Problem description
Give again, word for word, every line below from the one that has "Expected: one point per instance of the hazy" through the one that has "Target: hazy sky", both included, and no others.

Information given
- - - - - - -

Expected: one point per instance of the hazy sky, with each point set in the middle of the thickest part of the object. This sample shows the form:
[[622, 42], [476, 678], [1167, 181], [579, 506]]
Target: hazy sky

- - - - - - -

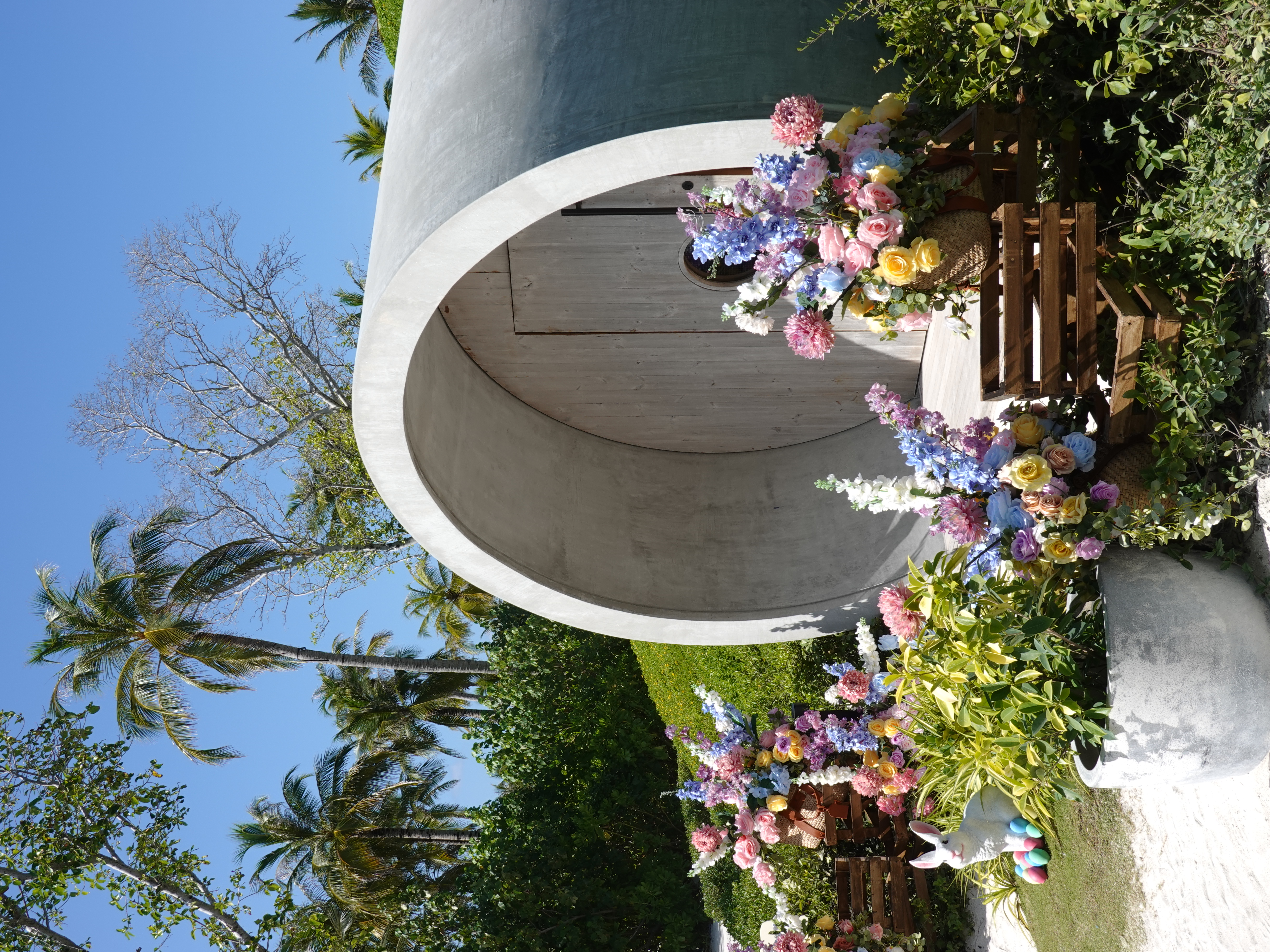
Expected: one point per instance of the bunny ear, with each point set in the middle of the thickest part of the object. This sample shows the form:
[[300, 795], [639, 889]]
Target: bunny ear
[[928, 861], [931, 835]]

- - - - - - -

Solution for this task
Expected: one point per instance of the hazy sky, with each point set in the middle of the thickest part of the object. This sample shows the form:
[[622, 42], [476, 678], [1167, 181], [579, 506]]
Target: hazy sky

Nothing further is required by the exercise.